In the data below, start at the line that contains "Task: point to each instance of the turkey" and rewrite every line through the end of the data. Offset each coordinate in the answers by adding 92 to it.

(Excerpts from a point labeling dataset)
::::::::
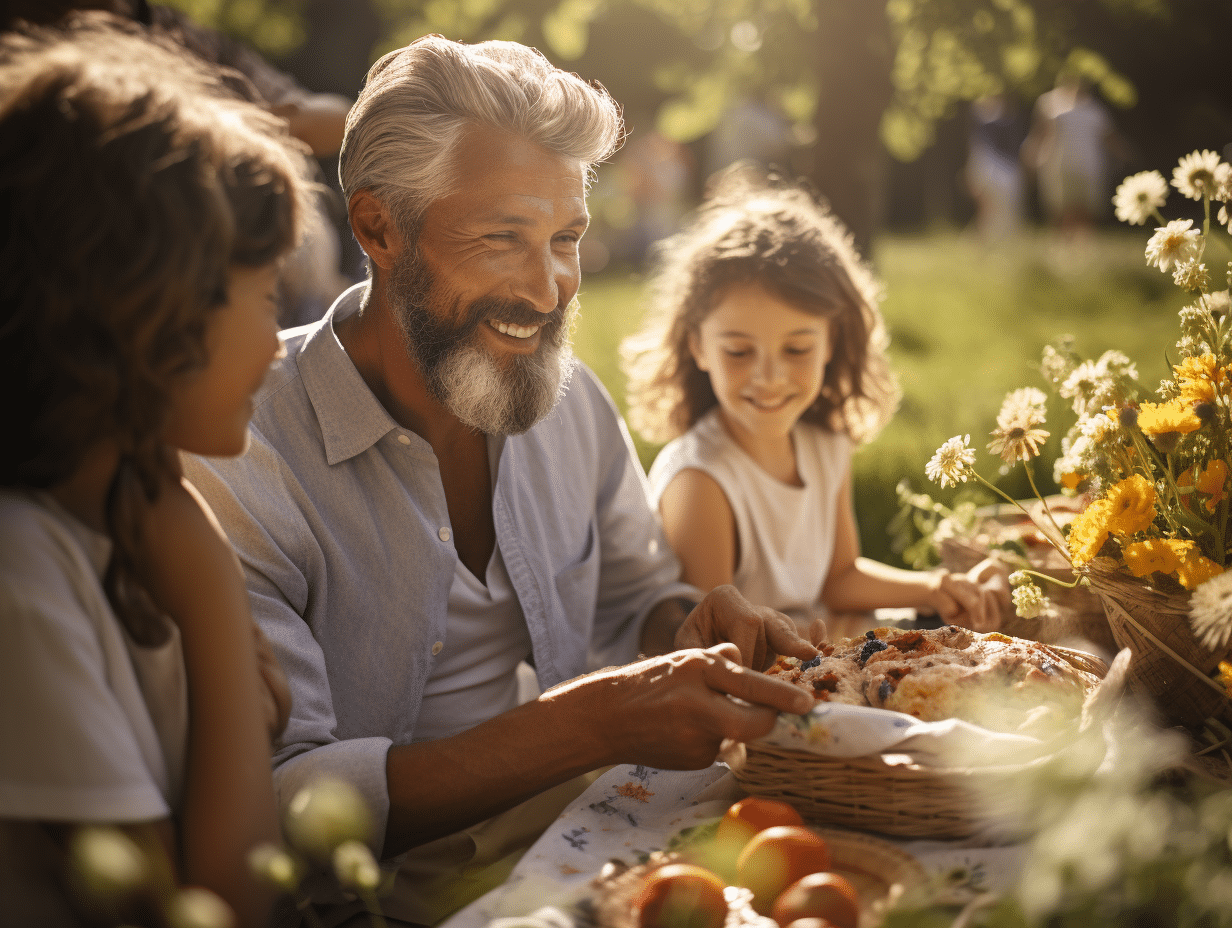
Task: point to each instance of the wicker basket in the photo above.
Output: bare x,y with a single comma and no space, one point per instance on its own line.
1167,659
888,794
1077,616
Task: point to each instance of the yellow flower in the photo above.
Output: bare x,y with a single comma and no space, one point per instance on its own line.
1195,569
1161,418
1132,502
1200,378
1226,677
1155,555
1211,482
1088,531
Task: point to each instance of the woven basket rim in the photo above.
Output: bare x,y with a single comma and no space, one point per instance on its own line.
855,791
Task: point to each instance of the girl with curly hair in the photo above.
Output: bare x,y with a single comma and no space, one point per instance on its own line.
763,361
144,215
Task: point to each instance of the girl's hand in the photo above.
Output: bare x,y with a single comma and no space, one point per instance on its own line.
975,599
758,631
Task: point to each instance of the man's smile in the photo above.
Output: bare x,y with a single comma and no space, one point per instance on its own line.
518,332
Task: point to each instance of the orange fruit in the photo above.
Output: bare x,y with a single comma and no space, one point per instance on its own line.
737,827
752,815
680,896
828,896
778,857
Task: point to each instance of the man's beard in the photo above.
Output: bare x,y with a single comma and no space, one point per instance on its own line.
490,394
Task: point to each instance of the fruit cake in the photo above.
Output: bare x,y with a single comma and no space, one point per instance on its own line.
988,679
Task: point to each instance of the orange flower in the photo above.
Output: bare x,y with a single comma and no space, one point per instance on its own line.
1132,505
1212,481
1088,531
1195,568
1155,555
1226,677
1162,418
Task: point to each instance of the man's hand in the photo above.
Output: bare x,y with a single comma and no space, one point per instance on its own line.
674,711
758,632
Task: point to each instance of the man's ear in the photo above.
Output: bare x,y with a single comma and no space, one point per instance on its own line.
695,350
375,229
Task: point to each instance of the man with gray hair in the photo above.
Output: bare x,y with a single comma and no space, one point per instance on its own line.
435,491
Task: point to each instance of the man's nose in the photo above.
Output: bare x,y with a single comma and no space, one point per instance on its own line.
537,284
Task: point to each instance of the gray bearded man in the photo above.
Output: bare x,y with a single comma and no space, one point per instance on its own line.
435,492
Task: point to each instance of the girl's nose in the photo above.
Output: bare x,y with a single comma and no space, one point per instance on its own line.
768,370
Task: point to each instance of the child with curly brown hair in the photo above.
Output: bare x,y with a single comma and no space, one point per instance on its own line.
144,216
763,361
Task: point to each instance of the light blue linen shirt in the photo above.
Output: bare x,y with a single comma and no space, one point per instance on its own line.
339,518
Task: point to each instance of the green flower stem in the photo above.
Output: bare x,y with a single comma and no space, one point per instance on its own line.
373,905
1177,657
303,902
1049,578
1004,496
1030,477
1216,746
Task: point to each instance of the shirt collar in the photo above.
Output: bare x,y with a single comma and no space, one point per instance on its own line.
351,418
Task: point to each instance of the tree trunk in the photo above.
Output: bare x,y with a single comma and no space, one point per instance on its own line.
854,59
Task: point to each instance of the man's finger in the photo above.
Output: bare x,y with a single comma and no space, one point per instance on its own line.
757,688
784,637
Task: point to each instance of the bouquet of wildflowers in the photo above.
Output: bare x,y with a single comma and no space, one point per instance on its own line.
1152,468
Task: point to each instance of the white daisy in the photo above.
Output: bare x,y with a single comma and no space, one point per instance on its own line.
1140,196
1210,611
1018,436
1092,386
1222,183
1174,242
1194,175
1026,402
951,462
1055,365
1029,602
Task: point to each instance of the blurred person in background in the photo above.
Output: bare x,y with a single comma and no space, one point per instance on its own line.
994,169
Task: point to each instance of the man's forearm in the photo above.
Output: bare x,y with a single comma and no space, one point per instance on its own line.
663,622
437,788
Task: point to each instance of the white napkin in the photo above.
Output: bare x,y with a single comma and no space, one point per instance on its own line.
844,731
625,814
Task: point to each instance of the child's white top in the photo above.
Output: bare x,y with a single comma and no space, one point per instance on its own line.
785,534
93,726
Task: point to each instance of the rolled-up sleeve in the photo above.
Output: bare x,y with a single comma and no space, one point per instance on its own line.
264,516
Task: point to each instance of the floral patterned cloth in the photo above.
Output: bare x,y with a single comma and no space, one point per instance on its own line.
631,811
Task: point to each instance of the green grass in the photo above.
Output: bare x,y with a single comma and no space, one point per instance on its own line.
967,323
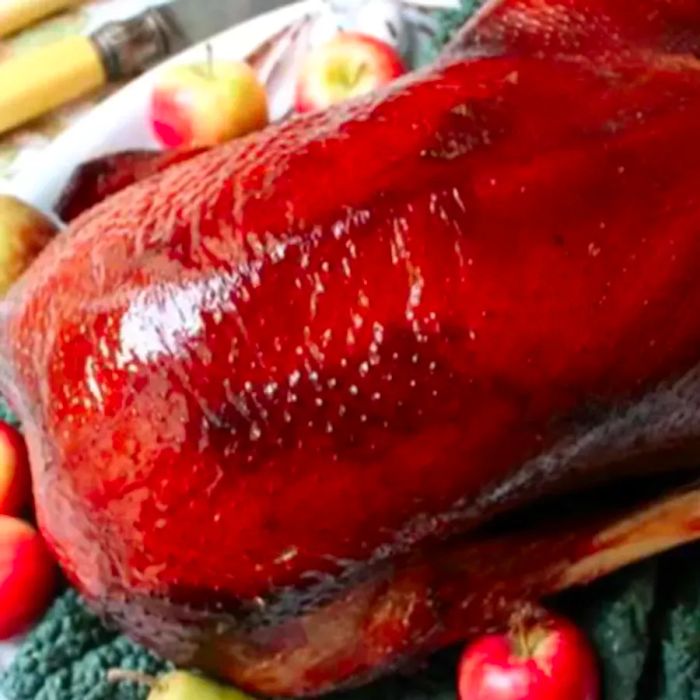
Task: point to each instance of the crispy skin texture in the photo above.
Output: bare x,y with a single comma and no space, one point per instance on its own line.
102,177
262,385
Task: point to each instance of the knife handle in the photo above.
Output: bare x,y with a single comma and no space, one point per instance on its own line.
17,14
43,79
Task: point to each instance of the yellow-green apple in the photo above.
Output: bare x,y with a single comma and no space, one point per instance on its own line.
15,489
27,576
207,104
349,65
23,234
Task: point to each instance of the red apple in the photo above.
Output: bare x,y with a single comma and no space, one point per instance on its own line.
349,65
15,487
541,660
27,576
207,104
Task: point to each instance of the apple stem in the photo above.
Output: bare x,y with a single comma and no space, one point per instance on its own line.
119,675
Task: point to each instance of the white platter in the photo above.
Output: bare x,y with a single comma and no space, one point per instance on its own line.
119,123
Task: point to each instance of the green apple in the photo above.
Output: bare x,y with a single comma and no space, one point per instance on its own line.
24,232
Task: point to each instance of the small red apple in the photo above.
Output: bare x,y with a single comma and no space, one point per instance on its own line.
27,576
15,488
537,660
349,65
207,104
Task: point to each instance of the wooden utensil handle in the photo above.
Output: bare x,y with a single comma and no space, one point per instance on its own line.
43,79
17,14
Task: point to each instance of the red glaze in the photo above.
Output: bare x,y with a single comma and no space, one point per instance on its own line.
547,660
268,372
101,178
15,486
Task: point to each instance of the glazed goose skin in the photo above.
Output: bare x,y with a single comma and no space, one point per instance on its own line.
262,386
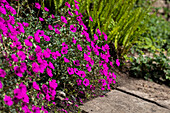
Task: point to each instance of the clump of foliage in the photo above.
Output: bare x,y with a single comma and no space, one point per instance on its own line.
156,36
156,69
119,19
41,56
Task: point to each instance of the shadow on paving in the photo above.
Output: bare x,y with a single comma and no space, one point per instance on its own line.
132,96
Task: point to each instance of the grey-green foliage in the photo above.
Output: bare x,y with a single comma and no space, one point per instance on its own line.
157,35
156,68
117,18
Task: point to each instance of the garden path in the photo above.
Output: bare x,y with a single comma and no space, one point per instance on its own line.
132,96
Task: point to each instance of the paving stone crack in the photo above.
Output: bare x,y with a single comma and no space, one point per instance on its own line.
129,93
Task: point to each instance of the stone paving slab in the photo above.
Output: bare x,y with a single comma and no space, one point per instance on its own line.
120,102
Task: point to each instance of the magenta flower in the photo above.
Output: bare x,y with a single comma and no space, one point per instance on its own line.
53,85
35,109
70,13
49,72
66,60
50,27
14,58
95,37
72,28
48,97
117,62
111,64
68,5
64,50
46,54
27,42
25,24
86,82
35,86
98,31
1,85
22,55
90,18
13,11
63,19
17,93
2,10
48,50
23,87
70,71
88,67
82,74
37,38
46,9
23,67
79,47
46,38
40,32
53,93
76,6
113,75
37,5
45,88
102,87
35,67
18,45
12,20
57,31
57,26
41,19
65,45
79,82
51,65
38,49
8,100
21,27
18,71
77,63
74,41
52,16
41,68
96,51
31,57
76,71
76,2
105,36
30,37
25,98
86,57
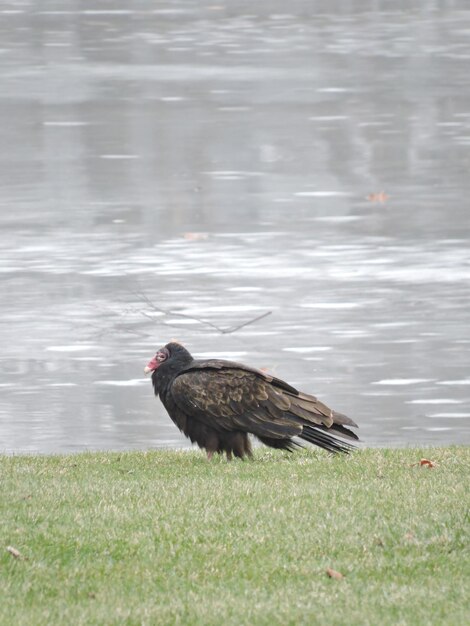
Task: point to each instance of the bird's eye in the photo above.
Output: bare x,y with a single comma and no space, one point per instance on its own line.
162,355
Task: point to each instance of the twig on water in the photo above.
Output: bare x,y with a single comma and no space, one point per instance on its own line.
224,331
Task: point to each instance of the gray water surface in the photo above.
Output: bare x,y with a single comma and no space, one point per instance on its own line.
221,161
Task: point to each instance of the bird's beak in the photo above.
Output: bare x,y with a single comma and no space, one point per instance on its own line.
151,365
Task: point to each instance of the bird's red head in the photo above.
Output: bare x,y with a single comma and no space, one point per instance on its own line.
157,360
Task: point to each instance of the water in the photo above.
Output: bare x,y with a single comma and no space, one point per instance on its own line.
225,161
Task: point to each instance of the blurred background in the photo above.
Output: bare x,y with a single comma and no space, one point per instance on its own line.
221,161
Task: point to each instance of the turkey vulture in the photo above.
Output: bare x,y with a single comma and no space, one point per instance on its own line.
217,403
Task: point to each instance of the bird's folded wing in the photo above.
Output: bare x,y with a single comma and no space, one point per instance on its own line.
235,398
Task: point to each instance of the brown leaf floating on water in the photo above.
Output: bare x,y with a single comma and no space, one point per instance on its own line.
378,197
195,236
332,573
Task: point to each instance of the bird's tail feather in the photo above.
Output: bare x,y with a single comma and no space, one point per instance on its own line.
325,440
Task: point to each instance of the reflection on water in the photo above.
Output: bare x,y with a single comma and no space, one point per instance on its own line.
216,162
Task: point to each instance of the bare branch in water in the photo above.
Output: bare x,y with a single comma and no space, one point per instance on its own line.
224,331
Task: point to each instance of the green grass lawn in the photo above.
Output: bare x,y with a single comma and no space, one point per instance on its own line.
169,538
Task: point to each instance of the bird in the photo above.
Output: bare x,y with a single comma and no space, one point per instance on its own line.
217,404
::::::::
### EXERCISE OUTPUT
Task: point to each instance of the turkey vulture in the photo above.
Output: bare x,y with a single comma and no space, one point per instance on its own line.
309,495
Task: point to each instance of the bird's folded wing in the photo above.
Output: bare x,y with a single comma and no space, one point per instance on its own line.
327,490
Task: point to each instance of the brown leaf floating on water in the photo above.
Output: bare x,y with a single comma and no space, one point per instance on its own line.
470,289
287,328
424,665
Task: point to each instance of the bird's tail feather in the photo above.
Output: bare x,y with a single comma and no space, one point per instance on its own line.
417,532
Task: point to each instance of the reflection on water in the photo above.
Output: bare x,y with a single comma and no space, one point per instance on its own line.
308,254
Task: point to each instance of the bare branch in water in the photo above.
Output: bare x,y with a single comma and no space, one point per instance on its own line.
316,423
Task: point to each instance of the green grass lawn in the photo above.
Output: bare x,y with a single comma and no space, one point per instance on its own line.
261,630
Task: point to each instance of the bird in the photo above.
Output: bare x,y with a single comma and no space, one point per instance on its own line.
309,496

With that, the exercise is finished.